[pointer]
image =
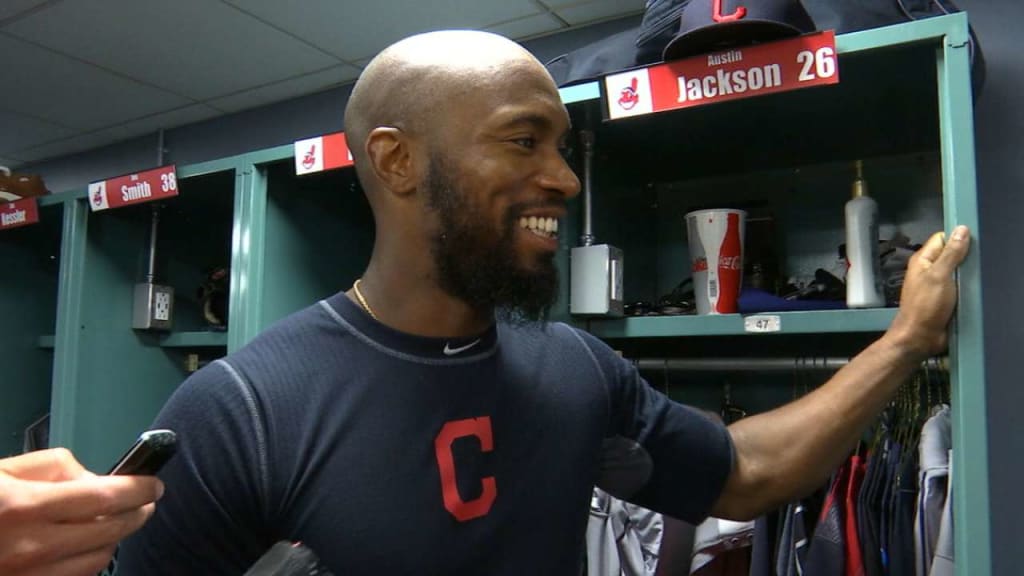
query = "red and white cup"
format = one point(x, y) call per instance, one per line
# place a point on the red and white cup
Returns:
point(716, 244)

* * * *

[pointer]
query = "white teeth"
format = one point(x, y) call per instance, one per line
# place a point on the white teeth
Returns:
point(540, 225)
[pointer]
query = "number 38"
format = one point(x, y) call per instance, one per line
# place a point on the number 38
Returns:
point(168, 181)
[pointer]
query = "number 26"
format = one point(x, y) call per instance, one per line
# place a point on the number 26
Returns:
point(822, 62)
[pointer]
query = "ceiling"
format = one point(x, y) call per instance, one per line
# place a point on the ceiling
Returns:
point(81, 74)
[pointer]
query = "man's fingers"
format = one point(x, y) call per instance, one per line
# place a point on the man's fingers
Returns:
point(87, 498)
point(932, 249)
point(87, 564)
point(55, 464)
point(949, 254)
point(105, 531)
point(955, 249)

* * * *

YOUR ASSIGNMENT
Wherever the string "query" appears in a line of the records, copy that line.

SOLUTION BELOW
query = "red and white cup"
query = "white teeth"
query = "number 38"
query = "number 26"
query = "ceiling"
query = "man's fingers"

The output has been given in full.